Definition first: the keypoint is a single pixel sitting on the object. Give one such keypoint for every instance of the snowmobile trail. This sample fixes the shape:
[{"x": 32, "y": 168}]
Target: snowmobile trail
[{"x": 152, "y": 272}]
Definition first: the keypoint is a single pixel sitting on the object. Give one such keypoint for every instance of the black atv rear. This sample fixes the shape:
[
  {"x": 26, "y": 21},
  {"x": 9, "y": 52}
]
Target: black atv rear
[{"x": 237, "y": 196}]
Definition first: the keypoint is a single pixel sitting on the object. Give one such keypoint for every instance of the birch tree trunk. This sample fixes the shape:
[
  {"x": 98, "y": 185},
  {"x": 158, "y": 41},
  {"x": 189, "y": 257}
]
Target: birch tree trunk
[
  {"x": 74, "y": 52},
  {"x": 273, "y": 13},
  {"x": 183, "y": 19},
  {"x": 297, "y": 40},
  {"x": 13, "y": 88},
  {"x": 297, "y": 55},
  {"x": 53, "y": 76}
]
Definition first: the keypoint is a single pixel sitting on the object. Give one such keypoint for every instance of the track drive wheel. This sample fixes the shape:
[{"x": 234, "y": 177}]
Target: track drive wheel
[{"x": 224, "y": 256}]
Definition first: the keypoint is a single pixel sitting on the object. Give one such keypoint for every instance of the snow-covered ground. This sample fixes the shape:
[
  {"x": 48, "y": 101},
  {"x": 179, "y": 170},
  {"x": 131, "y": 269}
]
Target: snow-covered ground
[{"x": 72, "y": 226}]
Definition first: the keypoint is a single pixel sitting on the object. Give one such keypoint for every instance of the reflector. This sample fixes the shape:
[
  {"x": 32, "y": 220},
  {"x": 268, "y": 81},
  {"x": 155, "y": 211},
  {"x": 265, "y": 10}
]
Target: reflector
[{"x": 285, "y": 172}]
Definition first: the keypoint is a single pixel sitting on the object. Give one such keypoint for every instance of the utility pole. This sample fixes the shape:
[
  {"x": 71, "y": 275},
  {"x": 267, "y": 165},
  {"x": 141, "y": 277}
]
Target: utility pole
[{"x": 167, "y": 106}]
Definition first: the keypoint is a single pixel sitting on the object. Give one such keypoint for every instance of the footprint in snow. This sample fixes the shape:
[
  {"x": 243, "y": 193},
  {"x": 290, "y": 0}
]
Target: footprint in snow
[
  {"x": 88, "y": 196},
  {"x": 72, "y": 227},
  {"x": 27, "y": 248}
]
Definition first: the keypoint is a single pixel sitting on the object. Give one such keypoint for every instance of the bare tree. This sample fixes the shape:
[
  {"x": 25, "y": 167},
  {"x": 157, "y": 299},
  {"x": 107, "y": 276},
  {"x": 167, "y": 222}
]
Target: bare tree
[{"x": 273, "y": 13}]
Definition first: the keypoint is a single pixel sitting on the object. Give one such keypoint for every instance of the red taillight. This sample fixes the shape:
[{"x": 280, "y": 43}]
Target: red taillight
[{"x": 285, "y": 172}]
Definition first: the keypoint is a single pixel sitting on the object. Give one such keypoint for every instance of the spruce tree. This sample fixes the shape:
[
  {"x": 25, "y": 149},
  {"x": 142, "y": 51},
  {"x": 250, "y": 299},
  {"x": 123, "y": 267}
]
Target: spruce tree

== == ==

* Aim of the exercise *
Make a verbatim copy of every entry shown above.

* Output *
Definition first: the keypoint is a single pixel sitting on the object. Give one such keypoint for every instance of the snowmobile trail. This sample fixes the shape:
[{"x": 32, "y": 168}]
Target: snowmobile trail
[{"x": 152, "y": 272}]
Definition first: the keypoint is a single pixel sitting on the object. Give one such keypoint for every instance of the black atv rear. This sample fixes the shape:
[
  {"x": 26, "y": 21},
  {"x": 9, "y": 52}
]
Target: black atv rear
[{"x": 237, "y": 196}]
Definition first: the keypoint is a single pixel sitting on the object. Give one such keypoint for every instance of the birch tree trunk. This sample fixes the shape:
[
  {"x": 98, "y": 185},
  {"x": 158, "y": 41},
  {"x": 189, "y": 257}
]
Target: birch tree trunk
[
  {"x": 74, "y": 52},
  {"x": 273, "y": 13},
  {"x": 183, "y": 19},
  {"x": 297, "y": 40},
  {"x": 13, "y": 88},
  {"x": 297, "y": 55},
  {"x": 53, "y": 76}
]
Definition first: the keypoint is a single pixel sitting on the object. Give one such keypoint for every instance of the track drive wheel. This sample fixes the shape:
[{"x": 234, "y": 177}]
Target: track drive wheel
[{"x": 224, "y": 256}]
Definition first: the keypoint is a single pixel sitting on the object. Give one such keypoint for every instance of the snow-covered ground. This sample fixes the shape:
[
  {"x": 48, "y": 101},
  {"x": 179, "y": 170},
  {"x": 131, "y": 269}
]
Target: snow-covered ground
[{"x": 72, "y": 226}]
Definition first: the keypoint is a single pixel sitting on the object. Give one such keypoint for every instance of the reflector. This sample fixes the shape:
[
  {"x": 32, "y": 220},
  {"x": 268, "y": 81},
  {"x": 155, "y": 211},
  {"x": 265, "y": 10}
]
Target: reflector
[{"x": 285, "y": 172}]
Definition first: the keypoint is a single pixel sitting on the object. Give one such keypoint for every instance of the utility pole. This sample fixes the shape:
[
  {"x": 71, "y": 275},
  {"x": 267, "y": 165},
  {"x": 141, "y": 277}
]
Target: utility pole
[{"x": 167, "y": 106}]
Definition first: the keypoint is a single pixel sitting on the object. Give one such keypoint for every instance of the footprint in snow. This sample fixes the shape:
[
  {"x": 243, "y": 193},
  {"x": 290, "y": 0}
]
Target: footprint in snow
[
  {"x": 88, "y": 196},
  {"x": 72, "y": 227},
  {"x": 27, "y": 248}
]
Definition first: the keypoint is a single pixel sitting on the object. Give one such keypoint for every instance of the bare tree. This sample fixes the shape:
[
  {"x": 25, "y": 167},
  {"x": 157, "y": 299},
  {"x": 107, "y": 276},
  {"x": 167, "y": 222}
]
Target: bare tree
[{"x": 273, "y": 13}]
Definition first: the keypoint is a single pixel sitting on the object. Give one such keypoint for every instance of the red taillight. This sample fixes the shape:
[{"x": 280, "y": 43}]
Target: red taillight
[{"x": 285, "y": 172}]
Definition first: the keypoint is a single pixel sitting on the object. Give one such keypoint for every instance of the spruce tree. This sample fixes the shape:
[
  {"x": 25, "y": 149},
  {"x": 142, "y": 51},
  {"x": 250, "y": 299},
  {"x": 123, "y": 267}
]
Target: spruce tree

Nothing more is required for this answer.